◆ CHALLENGE ◆
Could you extract everything from "01 June, 2000" down to "symbols finally disappeared." in the article on Constantine and the early church, copying it word for word?

◆ PROVIDED PASSAGE ◆

________________

Two thousand years of Christianity – Theology and politics

Jonathan Bayes
Jonathan Bayes Pastor of Stanton Lees Chapel.
01 June, 2000 6 min read
Emporer Constantine

Everything changed for the church in AD 313, when the Edict of Milan allowed complete freedom for Christian worship. The previous year the Emperor Constantine had decided to make Christianity the official religion of the Empire.

Some would say that Constantine was converted. However, it is unlikely that he was truly born again. He merely saw political advantage in making Christianity the ‘established’ faith. The changed situation soon became evident. In 315 Christian symbols began to appear on Roman coins, and by 323 the remaining pagan symbols finally disappeared.

Council of Nicaea

In some ways this change in status was a blessing for the church. The end of persecution led to great growth, though it also meant an increase in nominalism. However, the down-side was seen especially in the way that emperors began to view themselves as heads of the church as well as the state. There was a real danger that the church would come under political control. Despite that, we see wonderful evidence of God’s overruling providence in the way that doctrinal disputes were settled. Biblical truth was preserved, when it could so easily have been lost.

________________

◆ SUPPLIED MATERIAL ◆
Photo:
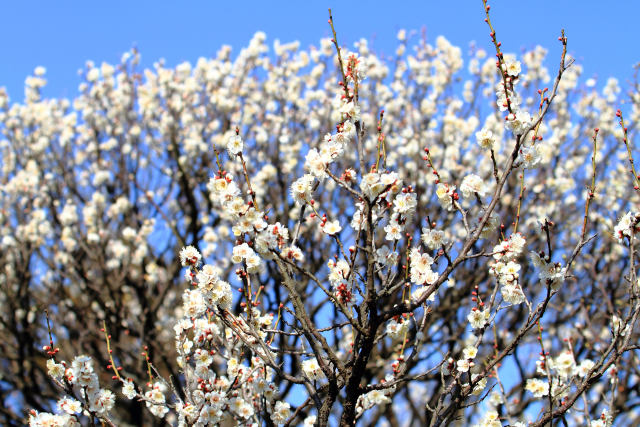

________________

◆ WRITTEN SOLUTION ◆
01 June, 2000 6 min read
Emporer Constantine

Everything changed for the church in AD 313, when the Edict of Milan allowed complete freedom for Christian worship. The previous year the Emperor Constantine had decided to make Christianity the official religion of the Empire.

Some would say that Constantine was converted. However, it is unlikely that he was truly born again. He merely saw political advantage in making Christianity the ‘established’ faith. The changed situation soon became evident. In 315 Christian symbols began to appear on Roman coins, and by 323 the remaining pagan symbols finally disappeared.